Region pointing data
== Segment start ==

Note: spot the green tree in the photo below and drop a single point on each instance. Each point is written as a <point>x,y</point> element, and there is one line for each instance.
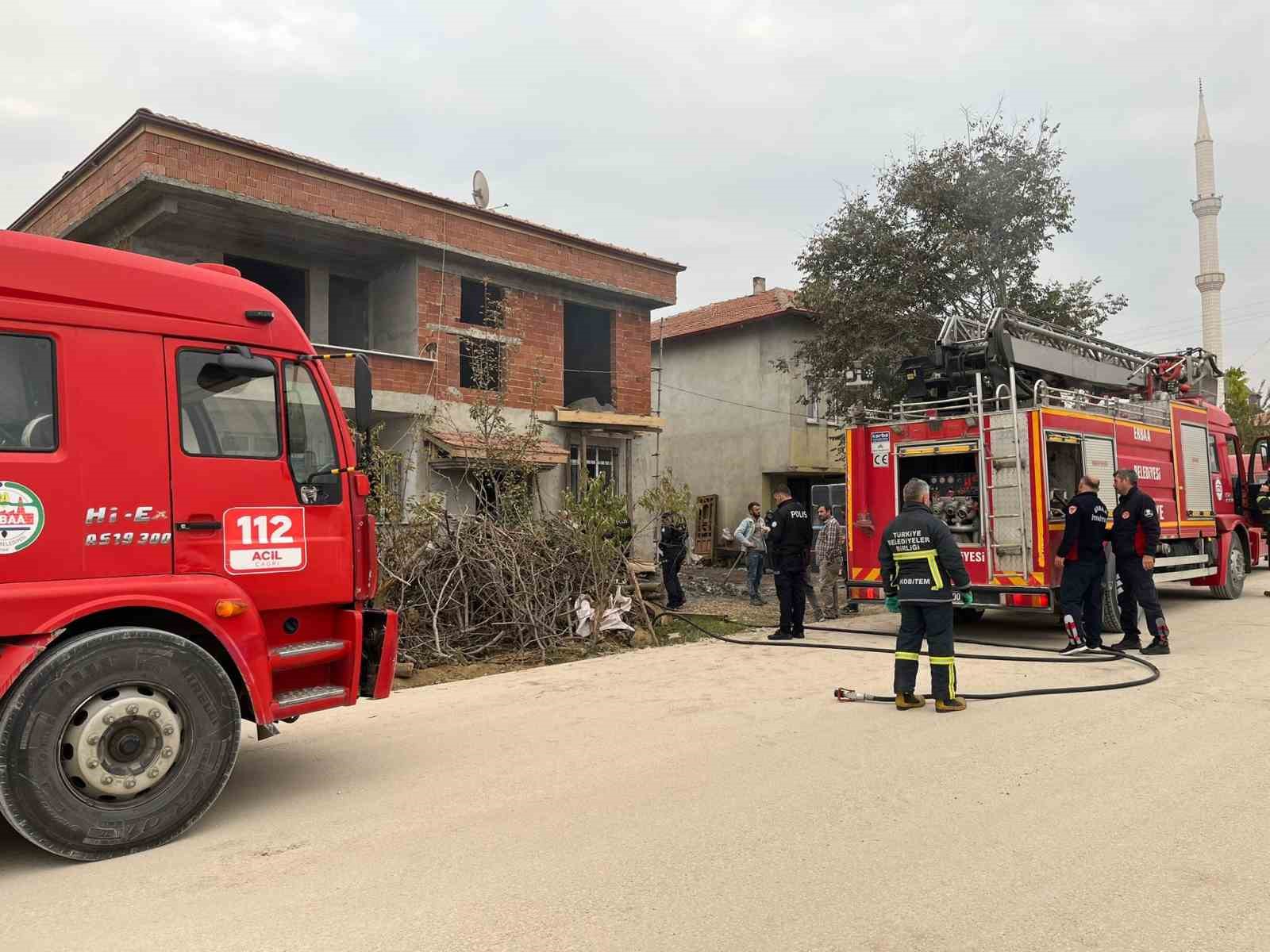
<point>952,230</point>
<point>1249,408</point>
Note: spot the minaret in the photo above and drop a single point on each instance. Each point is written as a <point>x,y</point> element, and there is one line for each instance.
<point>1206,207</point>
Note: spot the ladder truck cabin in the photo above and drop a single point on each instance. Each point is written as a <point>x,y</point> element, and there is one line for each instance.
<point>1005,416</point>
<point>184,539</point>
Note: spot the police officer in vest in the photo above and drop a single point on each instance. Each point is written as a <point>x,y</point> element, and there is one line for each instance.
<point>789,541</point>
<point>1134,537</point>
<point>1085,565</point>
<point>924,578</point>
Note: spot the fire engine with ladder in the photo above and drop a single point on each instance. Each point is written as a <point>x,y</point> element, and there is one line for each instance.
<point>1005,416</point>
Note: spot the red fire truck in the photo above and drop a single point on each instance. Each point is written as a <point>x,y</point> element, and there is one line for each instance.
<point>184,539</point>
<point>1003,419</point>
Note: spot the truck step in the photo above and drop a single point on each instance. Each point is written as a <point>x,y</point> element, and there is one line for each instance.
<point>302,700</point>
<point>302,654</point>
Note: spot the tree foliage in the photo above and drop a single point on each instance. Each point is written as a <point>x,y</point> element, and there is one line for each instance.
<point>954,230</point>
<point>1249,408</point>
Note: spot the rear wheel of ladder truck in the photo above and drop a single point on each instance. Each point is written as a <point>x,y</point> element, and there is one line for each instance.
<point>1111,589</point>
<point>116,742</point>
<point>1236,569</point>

== Segment end ==

* [ASSIGNED TASK]: Give back exactly the lines from the line containing "Note: spot the red" to the end of the entries, and no other lines.

* [THE ANSWER]:
Note: spot the red fire truck in the photo above and drop a single point on each instance. Each point is written as a <point>x,y</point> element, and there is one line for each instance.
<point>184,539</point>
<point>1003,419</point>
Note: spot the truck step in the photo above and drop a single point on each instance. Each point is written as a <point>x,y</point> element, and there is one line for each instance.
<point>302,700</point>
<point>302,654</point>
Note: spot the tree foliage in the photo above and drop a single point on each instance. Each point is written as a <point>x,y</point> element, and there is one line for each instance.
<point>954,230</point>
<point>1249,408</point>
Note: spot the rear wheel of ladder truck in the photo above and drop a single point on each instance. Each point is written as a <point>x,y</point> element, and there is one line for each instance.
<point>1111,589</point>
<point>116,742</point>
<point>1236,569</point>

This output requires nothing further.